ARTICLE
START
In [None]:
# !git clone https://github.com/SD-interp/mech_interp_toolkit.git
# %cd mech_interp_toolkit
# !pip install -e .

# Test: gradient_based_attribution module

This notebook tests gradient-based attribution methods from `mech_interp_toolkit.gradient_based_attribution`.

Functions tested:
- `get_activations()` - Extract activations with gradient support
- `get_embeddings()` - Extract input embeddings
- `simple_integrated_gradients()` - Vanilla integrated gradients w.r.t embeddings
- `edge_attribution_patching()` - Simple gradient x activation method
- `eap_integrated_gradients()` - Integrated gradients for edge attributions

In [None]:
import sys
import os
sys.path.append(os.path.abspath("../src"))
END
EXTRACTED RECORDS
START
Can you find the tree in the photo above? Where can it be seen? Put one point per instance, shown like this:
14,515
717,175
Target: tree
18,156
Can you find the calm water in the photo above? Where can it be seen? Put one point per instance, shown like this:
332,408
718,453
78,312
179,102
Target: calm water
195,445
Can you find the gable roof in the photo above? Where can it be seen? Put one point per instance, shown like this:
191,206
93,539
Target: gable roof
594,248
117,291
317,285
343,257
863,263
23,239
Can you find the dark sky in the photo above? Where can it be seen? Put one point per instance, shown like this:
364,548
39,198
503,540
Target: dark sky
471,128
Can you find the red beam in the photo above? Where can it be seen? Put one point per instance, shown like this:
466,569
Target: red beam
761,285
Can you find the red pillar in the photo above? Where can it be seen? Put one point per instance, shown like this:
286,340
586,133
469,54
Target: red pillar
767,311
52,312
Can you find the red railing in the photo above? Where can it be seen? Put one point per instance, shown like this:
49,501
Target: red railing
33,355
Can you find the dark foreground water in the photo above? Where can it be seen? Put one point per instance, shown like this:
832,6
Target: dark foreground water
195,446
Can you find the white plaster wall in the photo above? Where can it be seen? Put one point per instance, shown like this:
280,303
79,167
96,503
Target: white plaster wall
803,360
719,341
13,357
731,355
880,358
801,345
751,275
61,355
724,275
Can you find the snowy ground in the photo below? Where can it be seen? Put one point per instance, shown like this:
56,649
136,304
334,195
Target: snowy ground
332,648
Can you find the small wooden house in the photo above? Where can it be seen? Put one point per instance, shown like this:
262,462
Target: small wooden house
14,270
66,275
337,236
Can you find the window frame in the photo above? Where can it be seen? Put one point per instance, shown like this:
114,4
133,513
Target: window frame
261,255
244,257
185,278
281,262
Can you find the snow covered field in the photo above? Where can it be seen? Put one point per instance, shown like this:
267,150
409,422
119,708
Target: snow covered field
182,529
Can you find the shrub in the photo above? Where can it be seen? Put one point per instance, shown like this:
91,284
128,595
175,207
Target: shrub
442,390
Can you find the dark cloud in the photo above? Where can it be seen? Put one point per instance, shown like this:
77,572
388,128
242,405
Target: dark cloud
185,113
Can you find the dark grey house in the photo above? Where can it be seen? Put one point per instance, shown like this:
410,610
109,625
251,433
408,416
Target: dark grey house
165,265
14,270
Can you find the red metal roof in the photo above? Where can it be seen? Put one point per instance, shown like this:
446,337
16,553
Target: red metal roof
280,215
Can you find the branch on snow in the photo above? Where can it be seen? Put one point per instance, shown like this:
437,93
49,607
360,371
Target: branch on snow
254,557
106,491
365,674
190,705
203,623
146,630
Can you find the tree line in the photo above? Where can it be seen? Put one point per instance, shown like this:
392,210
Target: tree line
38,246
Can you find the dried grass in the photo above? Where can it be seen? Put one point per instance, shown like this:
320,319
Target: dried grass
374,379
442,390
END
TASK REQUIREMENTS
1. Name every function that the notebook on gradient-based attribution lists as being tested.
2. Copy word for word the part of the records starting at the line that contains "Can you find the branch" and ending at the last line of the records.

THE SOLUTIONS
1.
- `get_activations()`
- `get_embeddings()`
- `simple_integrated_gradients()`
- `edge_attribution_patching()`
- `eap_integrated_gradients()`

2.
Can you find the branch on snow in the photo above? Where can it be seen? Put one point per instance, shown like this:
437,93
49,607
360,371
Target: branch on snow
254,557
106,491
365,674
190,705
203,623
146,630
Can you find the tree line in the photo above? Where can it be seen? Put one point per instance, shown like this:
392,210
Target: tree line
38,246
Can you find the dried grass in the photo above? Where can it be seen? Put one point per instance, shown like this:
320,319
Target: dried grass
374,379
442,390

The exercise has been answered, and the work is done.